*EXCERPTED TEXT*.
'''

Thursday 4 October 2018

THE ARROGANCE OF MAY

Mrs May's conference speech was a pretty good one I think, probably the best she's given as leader, which is not saying all that much. It was an attempt to get the party to stop obsessing about Brexit and look to other important political issues. For a couple of hours at least it silenced Johnson, Rees-Mogg and the other ultra Brexiteers. It was probably good enough to shore up support for her a little longer.  But the position won't hold for long - a few days at most. Normal in-fighting will resume very quickly.

It may even have been a brief moment of respite from the relentless all-consuming issue of Brexit for the embattled prime minister (as she is usually described).

She sashayed onto the stage to the sound of Abba and Dancing Queen, like Darcy Bustle on Strictly Come Dancing. The PM often sounds like an exasperated schoolmarm, occasionally veering towards an ageing dominatrix, but the section on Brexit was delivered in such a peculiar gimlet eyed, deep-voiced tone that it might have seemed almost threatening - if it wasn't so ridiculous and funny.

'''

*GIVEN TASK A*. Gather every line of the records that contains the word "Provide".
The blog post and the records are unrelated to each other.

Items for segmentation labeling
'''

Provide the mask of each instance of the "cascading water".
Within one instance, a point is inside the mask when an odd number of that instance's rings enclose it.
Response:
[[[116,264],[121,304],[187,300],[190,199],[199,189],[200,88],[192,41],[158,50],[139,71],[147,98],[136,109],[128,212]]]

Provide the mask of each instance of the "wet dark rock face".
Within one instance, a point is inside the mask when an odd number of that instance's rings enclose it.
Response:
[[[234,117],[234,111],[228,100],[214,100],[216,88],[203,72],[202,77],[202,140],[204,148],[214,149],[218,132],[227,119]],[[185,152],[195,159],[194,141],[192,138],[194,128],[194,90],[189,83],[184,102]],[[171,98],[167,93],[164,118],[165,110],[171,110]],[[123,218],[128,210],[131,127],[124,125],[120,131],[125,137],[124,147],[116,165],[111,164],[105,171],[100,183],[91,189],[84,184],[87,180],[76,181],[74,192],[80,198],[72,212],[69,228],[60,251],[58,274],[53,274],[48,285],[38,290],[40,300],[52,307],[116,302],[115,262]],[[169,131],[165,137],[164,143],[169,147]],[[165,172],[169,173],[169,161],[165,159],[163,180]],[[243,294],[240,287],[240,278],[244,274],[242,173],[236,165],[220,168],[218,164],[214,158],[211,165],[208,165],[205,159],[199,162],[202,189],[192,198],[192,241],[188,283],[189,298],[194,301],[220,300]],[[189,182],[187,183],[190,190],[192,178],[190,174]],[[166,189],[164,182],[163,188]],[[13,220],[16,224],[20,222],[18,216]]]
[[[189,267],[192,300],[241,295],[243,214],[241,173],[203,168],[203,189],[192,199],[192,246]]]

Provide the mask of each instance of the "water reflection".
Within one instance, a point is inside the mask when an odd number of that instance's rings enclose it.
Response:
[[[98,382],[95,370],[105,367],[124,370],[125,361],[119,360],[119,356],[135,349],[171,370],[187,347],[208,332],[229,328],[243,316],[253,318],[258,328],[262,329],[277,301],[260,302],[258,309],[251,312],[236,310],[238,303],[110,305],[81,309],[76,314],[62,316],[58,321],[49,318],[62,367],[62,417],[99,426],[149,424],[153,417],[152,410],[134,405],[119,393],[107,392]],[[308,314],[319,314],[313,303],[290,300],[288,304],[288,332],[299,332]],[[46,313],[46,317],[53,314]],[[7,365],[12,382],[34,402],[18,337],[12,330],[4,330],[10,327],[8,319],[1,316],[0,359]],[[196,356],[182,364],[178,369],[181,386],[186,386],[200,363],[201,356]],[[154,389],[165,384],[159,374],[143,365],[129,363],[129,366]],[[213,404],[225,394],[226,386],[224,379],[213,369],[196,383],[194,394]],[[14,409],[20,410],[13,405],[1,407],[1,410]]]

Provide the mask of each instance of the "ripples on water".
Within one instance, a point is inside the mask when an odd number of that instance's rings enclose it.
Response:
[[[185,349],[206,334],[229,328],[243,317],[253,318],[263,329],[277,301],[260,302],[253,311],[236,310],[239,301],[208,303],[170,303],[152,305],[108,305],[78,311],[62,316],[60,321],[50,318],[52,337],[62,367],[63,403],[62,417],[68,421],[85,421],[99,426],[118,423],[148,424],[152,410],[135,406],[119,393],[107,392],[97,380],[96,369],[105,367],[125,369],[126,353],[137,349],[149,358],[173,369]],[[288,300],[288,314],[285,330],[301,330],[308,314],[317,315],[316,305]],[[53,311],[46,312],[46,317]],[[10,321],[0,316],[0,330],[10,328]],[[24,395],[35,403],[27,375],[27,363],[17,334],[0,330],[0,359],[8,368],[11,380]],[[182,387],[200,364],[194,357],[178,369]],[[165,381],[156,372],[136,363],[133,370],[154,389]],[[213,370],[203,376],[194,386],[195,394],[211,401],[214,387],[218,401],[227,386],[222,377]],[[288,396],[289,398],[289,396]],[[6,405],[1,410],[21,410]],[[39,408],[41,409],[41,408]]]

'''

*GIVEN TASK B*. Please copy the passage of the blog post starting at "Mrs May's conference" and ending at "is usually described).".

*CORRECT ANSWER A*.
Provide the mask of each instance of the "cascading water".
Provide the mask of each instance of the "wet dark rock face".
Provide the mask of each instance of the "water reflection".
Provide the mask of each instance of the "ripples on water".

*CORRECT ANSWER B*.
Mrs May's conference speech was a pretty good one I think, probably the best she's given as leader, which is not saying all that much. It was an attempt to get the party to stop obsessing about Brexit and look to other important political issues. For a couple of hours at least it silenced Johnson, Rees-Mogg and the other ultra Brexiteers. It was probably good enough to shore up support for her a little longer.  But the position won't hold for long - a few days at most. Normal in-fighting will resume very quickly.

It may even have been a brief moment of respite from the relentless all-consuming issue of Brexit for the embattled prime minister (as she is usually described).